Task requirements: Could you reproduce the material below exactly, line for line, leaving out the pictures?

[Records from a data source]
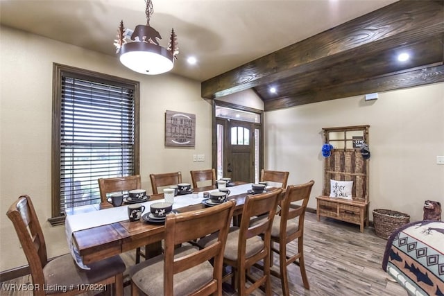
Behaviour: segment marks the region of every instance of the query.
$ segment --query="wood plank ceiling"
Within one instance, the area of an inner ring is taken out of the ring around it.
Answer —
[[[400,1],[205,80],[202,96],[253,88],[270,111],[443,82],[443,48],[444,1]]]

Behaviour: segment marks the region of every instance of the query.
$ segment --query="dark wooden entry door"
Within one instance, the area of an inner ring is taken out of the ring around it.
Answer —
[[[230,120],[226,124],[225,173],[232,180],[255,182],[254,124]]]

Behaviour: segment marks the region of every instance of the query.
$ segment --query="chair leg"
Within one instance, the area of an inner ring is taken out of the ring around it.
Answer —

Written answer:
Behaviour: segment marks the region of every instance of the query.
$ segment --query="wood plank ceiling"
Within one instance, the area of an inner ring is taken out of the ring around it.
Answer —
[[[400,1],[205,80],[202,96],[253,88],[270,111],[443,82],[443,48],[444,1]]]

Behaviour: segment marks the region of every instance of the query.
$ segment --query="dark wooden entry door"
Within one instance, the area of an inner ring is taken out of the ring around it.
Answer —
[[[230,120],[226,124],[225,173],[232,180],[255,182],[254,124]]]

Behaviour: segment marks the region of every instance of the query.
$ segment --query="chair leg"
Within one instance, the area of an inner ring is taken out of the ring around it.
Answer —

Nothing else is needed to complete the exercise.